* **Task details**
Everything in the entries below should be restated exactly, except for the pictures.

--- Information provided ---

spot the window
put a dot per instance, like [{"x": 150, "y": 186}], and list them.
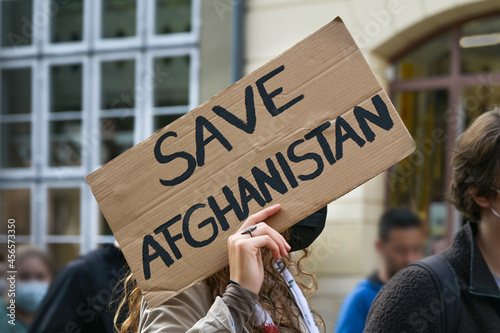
[
  {"x": 98, "y": 78},
  {"x": 440, "y": 87}
]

---

* **Your solution**
spot the window
put a dot per instance, like [{"x": 150, "y": 186}], and list them.
[
  {"x": 98, "y": 78},
  {"x": 440, "y": 87}
]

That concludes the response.